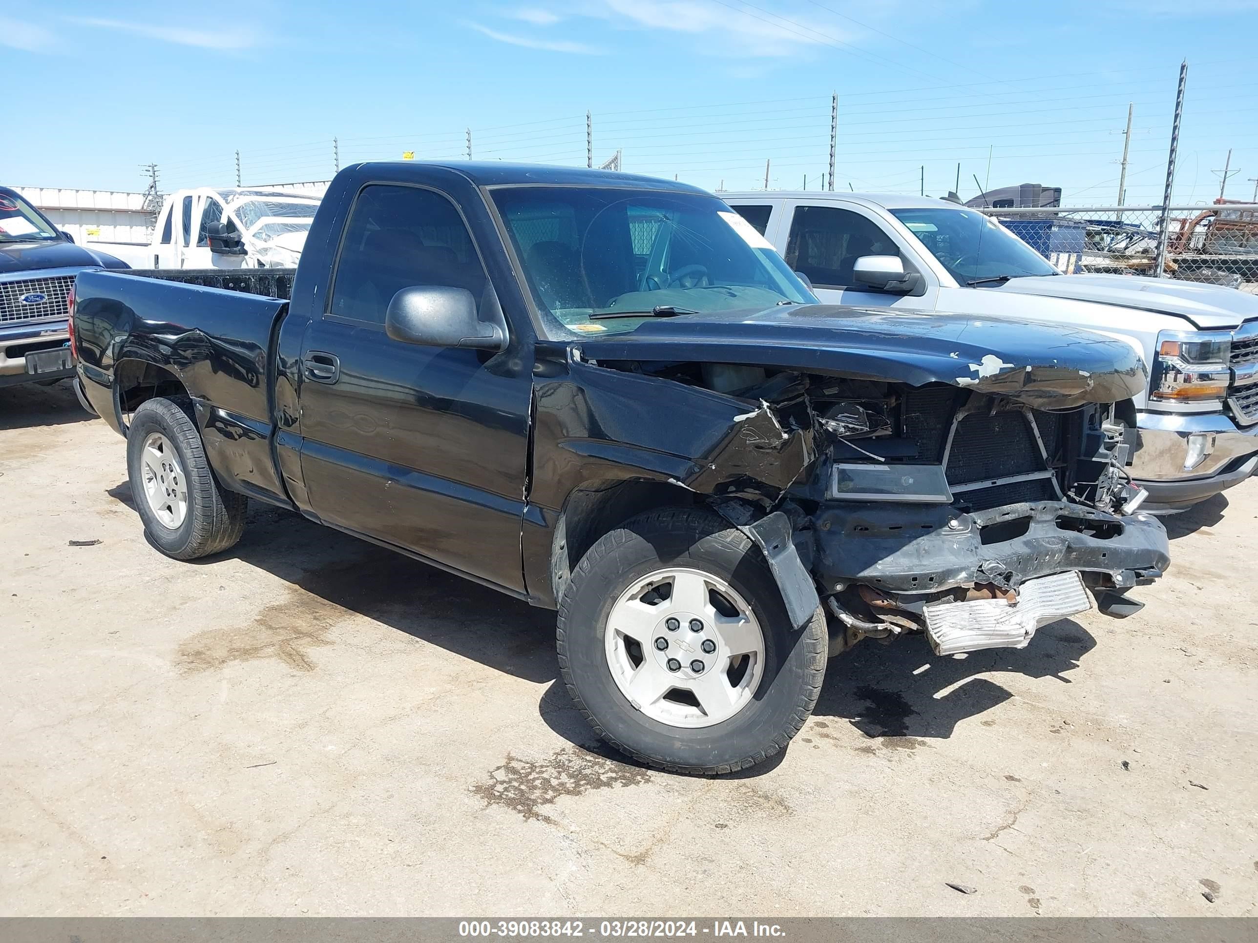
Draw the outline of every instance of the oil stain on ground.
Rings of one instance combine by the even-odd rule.
[[[292,522],[279,524],[291,527]],[[211,629],[184,641],[177,653],[184,671],[259,659],[279,659],[294,670],[313,671],[317,661],[312,650],[332,645],[332,630],[338,624],[364,616],[531,680],[554,676],[554,649],[543,645],[546,637],[552,637],[545,614],[527,604],[503,601],[465,580],[357,542],[352,543],[353,556],[293,580],[287,562],[294,551],[292,541],[272,543],[273,537],[263,534],[242,556],[249,558],[252,553],[250,562],[292,582],[286,582],[279,598],[248,622]],[[496,626],[494,631],[484,632],[486,625]]]
[[[507,761],[492,769],[486,782],[472,787],[484,805],[502,806],[526,820],[555,824],[542,812],[564,796],[584,796],[595,790],[640,786],[650,778],[647,769],[601,757],[589,751],[565,747],[545,759]]]
[[[210,629],[185,640],[176,655],[186,674],[210,671],[233,661],[277,658],[298,671],[313,671],[309,650],[331,645],[328,632],[346,611],[298,586],[259,612],[248,625]]]
[[[210,629],[184,641],[177,665],[191,674],[276,658],[298,671],[313,671],[311,649],[332,645],[328,634],[351,614],[370,616],[385,601],[396,600],[399,586],[414,586],[414,570],[405,557],[375,551],[311,570],[250,622]]]

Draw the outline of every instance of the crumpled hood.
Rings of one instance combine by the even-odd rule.
[[[984,289],[988,290],[988,289]],[[1142,275],[1035,275],[1011,278],[998,289],[1137,308],[1188,318],[1195,327],[1238,328],[1258,318],[1258,295],[1235,288]]]
[[[0,275],[34,269],[103,267],[130,268],[122,259],[84,249],[74,243],[0,243]]]
[[[840,304],[655,318],[574,346],[595,361],[740,363],[951,383],[1038,409],[1126,400],[1147,382],[1131,345],[1091,331]]]

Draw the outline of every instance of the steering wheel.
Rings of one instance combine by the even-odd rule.
[[[702,288],[712,284],[703,265],[682,265],[668,277],[669,288]]]

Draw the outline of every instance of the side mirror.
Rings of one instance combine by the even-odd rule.
[[[852,269],[858,285],[868,285],[882,292],[912,294],[922,284],[916,272],[905,272],[905,262],[898,255],[862,255]]]
[[[244,240],[230,223],[208,223],[205,236],[215,255],[244,255]]]
[[[501,351],[507,346],[506,324],[481,321],[476,307],[476,298],[465,288],[445,285],[403,288],[389,302],[389,311],[385,312],[385,333],[394,341],[426,347]]]

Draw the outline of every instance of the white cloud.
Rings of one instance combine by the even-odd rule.
[[[43,53],[55,47],[55,39],[52,31],[34,23],[0,16],[0,45],[28,53]]]
[[[72,16],[73,23],[81,26],[99,26],[102,29],[116,29],[123,33],[135,33],[148,39],[159,39],[164,43],[177,45],[190,45],[198,49],[215,49],[218,52],[239,52],[258,45],[258,35],[248,29],[200,29],[196,26],[153,26],[147,23],[126,23],[122,20],[104,20],[92,16]]]
[[[521,6],[518,10],[512,10],[507,15],[513,20],[531,23],[535,26],[554,26],[564,19],[557,13],[543,10],[540,6]]]
[[[496,29],[489,29],[488,26],[482,26],[478,23],[464,23],[464,26],[470,26],[477,33],[483,33],[489,36],[489,39],[496,39],[499,43],[508,43],[509,45],[521,45],[525,49],[545,49],[548,53],[572,53],[575,55],[600,55],[601,49],[596,49],[593,45],[586,45],[585,43],[567,43],[565,40],[551,40],[551,39],[533,39],[531,36],[520,36],[513,33],[499,33]]]

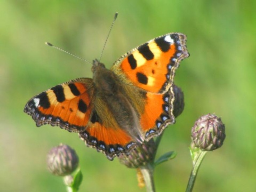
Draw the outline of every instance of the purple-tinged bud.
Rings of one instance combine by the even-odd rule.
[[[66,145],[60,144],[52,148],[47,156],[49,171],[56,175],[70,174],[78,165],[79,159],[76,151]]]
[[[196,121],[192,127],[191,147],[198,147],[202,151],[212,151],[221,147],[225,137],[225,126],[220,118],[215,115],[204,115]]]

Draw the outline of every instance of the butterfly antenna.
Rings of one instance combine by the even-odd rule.
[[[103,46],[102,51],[101,51],[101,53],[100,54],[100,59],[99,59],[99,61],[100,61],[100,60],[101,59],[101,58],[102,57],[103,52],[104,51],[104,50],[105,49],[106,44],[107,44],[107,42],[108,41],[108,37],[109,37],[109,35],[110,34],[110,32],[112,30],[112,28],[113,28],[114,24],[115,23],[115,21],[116,21],[116,18],[117,18],[117,15],[118,14],[118,13],[117,13],[117,12],[116,12],[115,14],[115,16],[114,17],[113,21],[112,22],[112,24],[111,24],[110,29],[109,30],[109,31],[108,32],[108,36],[107,36],[107,39],[105,41],[105,43],[104,43],[104,45]]]
[[[81,58],[79,56],[77,56],[77,55],[76,55],[75,54],[74,54],[73,53],[71,53],[67,51],[65,51],[65,50],[62,50],[62,49],[60,49],[58,47],[57,47],[56,46],[54,46],[53,45],[53,44],[52,44],[51,43],[48,43],[48,42],[45,42],[45,44],[46,44],[47,45],[49,45],[50,46],[51,46],[52,47],[53,47],[53,48],[55,48],[59,51],[61,51],[62,52],[63,52],[64,53],[67,53],[69,55],[72,55],[73,57],[75,57],[75,58],[77,58],[77,59],[81,59],[82,60],[82,61],[85,61],[86,62],[87,62],[90,64],[92,64],[91,62],[88,61],[87,60],[84,59],[83,59],[82,58]]]

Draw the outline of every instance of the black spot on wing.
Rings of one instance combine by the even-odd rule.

_ _ _ _ _ _ _

| TASK DESCRIPTION |
Copy every line of the data exactly as written, excluding the pictures.

| TASK OUTPUT |
Draw the outline of every instance of the oil stain on ground.
Rings of one instance combine by the even-odd rule.
[[[292,522],[279,524],[291,527]],[[211,629],[184,641],[177,653],[184,671],[259,659],[279,659],[294,670],[313,671],[317,661],[312,650],[332,645],[332,630],[338,624],[364,616],[531,680],[554,676],[554,649],[543,645],[546,637],[552,637],[545,614],[527,604],[503,601],[465,580],[357,542],[352,543],[353,556],[293,580],[287,562],[294,551],[292,541],[272,543],[273,537],[263,534],[242,556],[249,558],[252,553],[250,562],[292,582],[286,582],[279,598],[248,622]],[[496,626],[494,631],[484,632],[486,625]]]
[[[507,761],[492,769],[486,782],[472,787],[484,805],[502,806],[526,820],[555,824],[542,812],[564,796],[584,796],[595,790],[640,786],[650,778],[647,769],[601,757],[589,751],[565,747],[545,759]]]
[[[210,629],[185,640],[176,655],[186,674],[210,671],[233,661],[277,658],[298,671],[313,671],[309,650],[331,645],[328,632],[346,611],[298,586],[259,612],[248,625]]]
[[[210,629],[184,641],[177,665],[191,674],[276,658],[298,671],[313,671],[311,649],[332,645],[328,634],[351,614],[370,616],[385,601],[396,600],[399,586],[414,586],[414,570],[405,557],[375,551],[311,570],[250,622]]]

Draw the outline of every instance of the crumpled hood.
Rings of one instance combine by the even-odd rule.
[[[984,289],[988,290],[988,289]],[[1142,275],[1035,275],[1011,278],[998,289],[1137,308],[1188,318],[1195,327],[1238,328],[1258,318],[1258,295],[1235,288]]]
[[[0,275],[34,269],[103,267],[130,268],[122,259],[84,249],[74,243],[0,243]]]
[[[840,304],[655,318],[574,346],[595,361],[740,363],[951,383],[1038,409],[1126,400],[1147,382],[1131,345],[1091,331]]]

Draw the outline of every instance of the steering wheel.
Rings of one instance combine by the even-odd rule.
[[[702,288],[712,284],[703,265],[682,265],[668,277],[669,288]]]

Draw the outline of every instance of the side mirror.
Rings of one instance combine by the even-odd rule.
[[[852,269],[858,285],[868,285],[882,292],[912,294],[922,284],[916,272],[905,272],[905,262],[898,255],[862,255]]]
[[[244,240],[230,223],[208,223],[205,236],[215,255],[244,255]]]
[[[501,351],[507,346],[506,324],[481,321],[476,307],[476,298],[465,288],[445,285],[403,288],[389,302],[389,311],[385,312],[385,333],[394,341],[426,347]]]

Draw the outline of every instance of the white cloud.
Rings of one instance combine by the even-odd rule.
[[[43,53],[55,47],[55,39],[52,31],[34,23],[0,16],[0,45],[28,53]]]
[[[72,16],[73,23],[81,26],[99,26],[102,29],[116,29],[123,33],[135,33],[148,39],[159,39],[164,43],[177,45],[190,45],[198,49],[215,49],[218,52],[239,52],[258,45],[258,35],[248,29],[200,29],[196,26],[153,26],[147,23],[126,23],[122,20],[104,20],[92,16]]]
[[[521,6],[518,10],[512,10],[507,15],[513,20],[531,23],[535,26],[554,26],[564,19],[557,13],[543,10],[540,6]]]
[[[496,29],[489,29],[488,26],[482,26],[478,23],[464,23],[464,26],[470,26],[477,33],[483,33],[489,36],[489,39],[496,39],[499,43],[508,43],[509,45],[521,45],[525,49],[545,49],[548,53],[572,53],[575,55],[600,55],[601,49],[596,49],[593,45],[586,45],[585,43],[567,43],[565,40],[551,40],[551,39],[533,39],[531,36],[520,36],[513,33],[499,33]]]

Draw the outline of every instance of the purple-tinged bud.
Rings of one instance combine by the even-odd rule.
[[[66,145],[60,144],[52,148],[47,156],[49,171],[56,175],[70,174],[78,165],[79,159],[76,151]]]
[[[196,121],[192,127],[191,147],[198,147],[202,151],[212,151],[221,147],[225,137],[225,126],[220,118],[215,115],[204,115]]]

Draw the outline of every instance of the butterfly antenna.
Rings of one instance combine by the even-odd rule.
[[[103,46],[102,51],[101,51],[101,53],[100,54],[100,59],[99,59],[99,61],[100,61],[100,60],[101,59],[101,58],[102,57],[103,52],[104,51],[104,50],[105,49],[106,44],[107,44],[107,42],[108,41],[108,37],[109,37],[109,35],[110,34],[110,32],[112,30],[112,28],[113,28],[114,24],[115,23],[115,21],[116,21],[116,18],[117,18],[117,15],[118,14],[118,13],[117,13],[117,12],[116,12],[115,14],[115,16],[114,17],[113,21],[112,22],[112,24],[111,24],[110,29],[109,30],[109,31],[108,32],[108,36],[107,36],[107,39],[105,41],[105,43],[104,43],[104,45]]]
[[[81,58],[79,56],[77,56],[77,55],[76,55],[75,54],[74,54],[73,53],[71,53],[67,51],[65,51],[65,50],[62,50],[62,49],[60,49],[58,47],[57,47],[56,46],[54,46],[53,45],[53,44],[52,44],[51,43],[48,43],[48,42],[45,42],[45,44],[46,44],[47,45],[49,45],[50,46],[51,46],[52,47],[53,47],[53,48],[55,48],[59,51],[61,51],[62,52],[63,52],[64,53],[67,53],[69,55],[72,55],[73,57],[75,57],[75,58],[77,58],[77,59],[81,59],[82,60],[82,61],[85,61],[86,62],[87,62],[90,64],[92,64],[91,62],[88,61],[87,60],[84,59],[83,59],[82,58]]]

Draw the outline of every instance of the black spot on wing.
Rings of one instance combine by the even-odd rule.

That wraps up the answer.